Return all of the entries exactly as written.

Point placement records:
■ ■ ■

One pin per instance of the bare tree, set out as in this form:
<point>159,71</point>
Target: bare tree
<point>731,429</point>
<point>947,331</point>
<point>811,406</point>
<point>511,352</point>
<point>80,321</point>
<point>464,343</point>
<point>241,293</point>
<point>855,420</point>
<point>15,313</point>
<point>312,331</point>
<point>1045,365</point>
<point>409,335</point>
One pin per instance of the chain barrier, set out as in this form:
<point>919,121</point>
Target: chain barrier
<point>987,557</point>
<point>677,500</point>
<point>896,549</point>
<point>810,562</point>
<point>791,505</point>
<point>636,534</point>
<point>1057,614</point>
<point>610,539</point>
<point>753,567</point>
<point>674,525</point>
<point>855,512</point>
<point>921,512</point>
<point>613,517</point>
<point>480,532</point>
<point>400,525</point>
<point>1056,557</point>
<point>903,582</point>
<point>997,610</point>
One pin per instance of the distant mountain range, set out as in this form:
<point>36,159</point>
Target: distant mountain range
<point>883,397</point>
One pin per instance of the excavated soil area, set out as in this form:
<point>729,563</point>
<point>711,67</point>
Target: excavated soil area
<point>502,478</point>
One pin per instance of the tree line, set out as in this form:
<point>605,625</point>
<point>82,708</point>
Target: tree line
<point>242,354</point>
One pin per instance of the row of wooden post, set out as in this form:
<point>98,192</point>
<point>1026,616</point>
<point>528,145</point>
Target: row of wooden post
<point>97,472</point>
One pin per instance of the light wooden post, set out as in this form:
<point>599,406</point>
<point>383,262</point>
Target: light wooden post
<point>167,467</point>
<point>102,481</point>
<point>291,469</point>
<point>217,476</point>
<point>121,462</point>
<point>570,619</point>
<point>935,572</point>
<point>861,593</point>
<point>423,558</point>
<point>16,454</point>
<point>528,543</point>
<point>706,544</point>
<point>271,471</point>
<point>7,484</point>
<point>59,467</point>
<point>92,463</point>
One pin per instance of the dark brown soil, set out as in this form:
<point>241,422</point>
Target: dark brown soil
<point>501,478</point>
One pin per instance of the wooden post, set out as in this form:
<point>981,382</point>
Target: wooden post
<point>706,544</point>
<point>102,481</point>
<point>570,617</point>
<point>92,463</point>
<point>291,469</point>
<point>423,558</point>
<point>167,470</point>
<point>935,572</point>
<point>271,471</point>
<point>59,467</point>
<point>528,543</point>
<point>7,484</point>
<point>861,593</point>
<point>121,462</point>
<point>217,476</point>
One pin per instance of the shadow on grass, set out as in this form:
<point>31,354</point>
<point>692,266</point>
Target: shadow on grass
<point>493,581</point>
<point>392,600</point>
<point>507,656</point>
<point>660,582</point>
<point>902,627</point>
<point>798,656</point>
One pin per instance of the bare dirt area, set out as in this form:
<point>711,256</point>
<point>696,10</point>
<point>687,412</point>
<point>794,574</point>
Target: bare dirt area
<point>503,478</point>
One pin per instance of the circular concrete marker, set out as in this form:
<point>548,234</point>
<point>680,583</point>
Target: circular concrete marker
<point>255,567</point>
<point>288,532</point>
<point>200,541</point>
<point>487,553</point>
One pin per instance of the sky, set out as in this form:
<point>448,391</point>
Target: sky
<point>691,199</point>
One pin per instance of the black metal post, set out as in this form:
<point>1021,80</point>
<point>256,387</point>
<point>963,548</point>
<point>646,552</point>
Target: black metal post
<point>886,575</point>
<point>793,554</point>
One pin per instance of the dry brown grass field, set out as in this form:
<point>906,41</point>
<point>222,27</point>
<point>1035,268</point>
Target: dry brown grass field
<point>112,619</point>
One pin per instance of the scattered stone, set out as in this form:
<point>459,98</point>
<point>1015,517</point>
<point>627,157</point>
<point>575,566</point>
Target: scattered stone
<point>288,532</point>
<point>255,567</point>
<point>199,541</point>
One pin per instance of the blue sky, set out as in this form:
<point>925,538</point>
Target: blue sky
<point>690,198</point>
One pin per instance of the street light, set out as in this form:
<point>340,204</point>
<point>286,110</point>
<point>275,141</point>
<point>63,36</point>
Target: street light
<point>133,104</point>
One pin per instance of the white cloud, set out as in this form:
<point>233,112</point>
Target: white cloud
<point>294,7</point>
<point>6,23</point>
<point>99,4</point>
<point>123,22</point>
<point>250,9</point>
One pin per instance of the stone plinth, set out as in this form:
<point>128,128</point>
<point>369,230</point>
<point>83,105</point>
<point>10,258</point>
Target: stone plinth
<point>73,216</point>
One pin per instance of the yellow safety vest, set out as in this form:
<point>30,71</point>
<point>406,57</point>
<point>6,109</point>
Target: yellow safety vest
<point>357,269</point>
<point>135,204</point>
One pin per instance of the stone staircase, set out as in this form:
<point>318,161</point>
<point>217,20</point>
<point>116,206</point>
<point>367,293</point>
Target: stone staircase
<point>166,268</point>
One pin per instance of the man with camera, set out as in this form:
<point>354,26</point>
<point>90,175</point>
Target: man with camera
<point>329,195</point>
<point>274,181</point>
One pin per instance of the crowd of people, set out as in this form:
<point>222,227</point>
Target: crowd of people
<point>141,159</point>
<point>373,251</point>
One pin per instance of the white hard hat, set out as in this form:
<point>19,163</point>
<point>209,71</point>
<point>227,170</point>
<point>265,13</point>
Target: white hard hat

■ ■ ■

Expected answer:
One pin per instance of the bare tree, set out as in this form:
<point>159,71</point>
Target: bare tree
<point>731,429</point>
<point>947,331</point>
<point>811,406</point>
<point>511,352</point>
<point>80,321</point>
<point>464,343</point>
<point>241,293</point>
<point>855,420</point>
<point>15,313</point>
<point>312,331</point>
<point>1045,365</point>
<point>409,335</point>
One pin per instance of the chain barrier, set out as in this form:
<point>919,121</point>
Target: chain barrier
<point>987,557</point>
<point>677,500</point>
<point>896,549</point>
<point>810,562</point>
<point>791,505</point>
<point>636,534</point>
<point>1057,614</point>
<point>610,539</point>
<point>753,567</point>
<point>674,525</point>
<point>855,512</point>
<point>921,512</point>
<point>613,517</point>
<point>480,532</point>
<point>400,525</point>
<point>1056,557</point>
<point>903,582</point>
<point>997,610</point>
One pin per instance of the distant mountain range, set out as in this form:
<point>36,159</point>
Target: distant mountain range
<point>883,397</point>
One pin per instance of the excavated soil area, set out as in this form:
<point>729,563</point>
<point>711,67</point>
Target: excavated soil area
<point>502,478</point>
One pin per instance of the tree line, set out as in this form:
<point>605,625</point>
<point>82,708</point>
Target: tree line
<point>242,354</point>
One pin per instance of the row of wooden post, set out as in this form:
<point>98,192</point>
<point>1026,616</point>
<point>528,145</point>
Target: row of wooden post
<point>97,472</point>
One pin per instance of the light wooden post, set out as in this form:
<point>599,406</point>
<point>383,262</point>
Target: light wooden post
<point>167,467</point>
<point>102,481</point>
<point>291,469</point>
<point>217,476</point>
<point>121,462</point>
<point>570,619</point>
<point>935,572</point>
<point>861,593</point>
<point>423,558</point>
<point>16,454</point>
<point>528,543</point>
<point>706,544</point>
<point>271,471</point>
<point>7,484</point>
<point>59,467</point>
<point>92,463</point>
One pin per instance of the dark brown soil, set out as in this form:
<point>241,422</point>
Target: dark brown soil
<point>501,478</point>
One pin per instance of the wooden post, set out as in this form:
<point>981,382</point>
Target: wooden post
<point>706,544</point>
<point>102,481</point>
<point>570,617</point>
<point>92,463</point>
<point>291,469</point>
<point>423,558</point>
<point>167,470</point>
<point>935,572</point>
<point>271,471</point>
<point>59,467</point>
<point>528,543</point>
<point>7,484</point>
<point>861,593</point>
<point>121,462</point>
<point>217,476</point>
One pin per instance of the shadow on grass, set out as in this form:
<point>31,354</point>
<point>692,266</point>
Target: shadow on grass
<point>493,581</point>
<point>392,600</point>
<point>507,656</point>
<point>660,582</point>
<point>902,627</point>
<point>798,656</point>
One pin per instance of the bare dirt area, set out as in this form:
<point>711,256</point>
<point>696,10</point>
<point>687,412</point>
<point>794,574</point>
Target: bare dirt area
<point>503,478</point>
One pin per instance of the circular concrete marker, set out as in this form:
<point>548,234</point>
<point>680,583</point>
Target: circular concrete marker
<point>255,567</point>
<point>288,532</point>
<point>200,541</point>
<point>487,553</point>
One pin per instance of the sky, set out as in this form:
<point>448,391</point>
Target: sky
<point>691,199</point>
One pin per instance of the black metal post, set out as in this form:
<point>1021,80</point>
<point>256,387</point>
<point>963,548</point>
<point>646,552</point>
Target: black metal post
<point>886,575</point>
<point>793,554</point>
One pin per instance of the dry brown grass field, set out as in this form:
<point>906,41</point>
<point>222,27</point>
<point>1035,268</point>
Target: dry brown grass field
<point>112,619</point>
One pin per instance of the scattered stone, set out as in this form:
<point>459,98</point>
<point>1015,517</point>
<point>627,157</point>
<point>575,566</point>
Target: scattered stone
<point>288,532</point>
<point>255,567</point>
<point>199,541</point>
One pin per instance of the blue sky, set out as in this form:
<point>925,538</point>
Target: blue sky
<point>690,198</point>
One pin per instance of the street light, set out as in this form:
<point>340,204</point>
<point>286,110</point>
<point>275,141</point>
<point>63,36</point>
Target: street light
<point>133,104</point>
One pin per instance of the white cloud, set out as in this form:
<point>233,112</point>
Target: white cloud
<point>294,7</point>
<point>6,23</point>
<point>99,4</point>
<point>123,22</point>
<point>250,9</point>
One pin per instance of the stone plinth, set out as in this form:
<point>128,128</point>
<point>369,230</point>
<point>83,105</point>
<point>10,258</point>
Target: stone plinth
<point>73,216</point>
One pin per instance of the yellow safety vest, set out as in this form:
<point>30,71</point>
<point>406,57</point>
<point>6,109</point>
Target: yellow safety vest
<point>357,269</point>
<point>135,204</point>
One pin per instance of the stone staircase, set out as in this form:
<point>318,161</point>
<point>217,20</point>
<point>116,206</point>
<point>367,293</point>
Target: stone staircase
<point>166,268</point>
One pin per instance of the man with camera, set out as in this form:
<point>354,26</point>
<point>90,175</point>
Target: man with camera
<point>329,195</point>
<point>274,181</point>
One pin per instance of the crowd of people, set out as in this form:
<point>222,227</point>
Target: crowd of people
<point>141,159</point>
<point>373,251</point>
One pin per instance of the white hard hat, set out as in this form:
<point>19,163</point>
<point>209,71</point>
<point>227,170</point>
<point>265,13</point>
Target: white hard hat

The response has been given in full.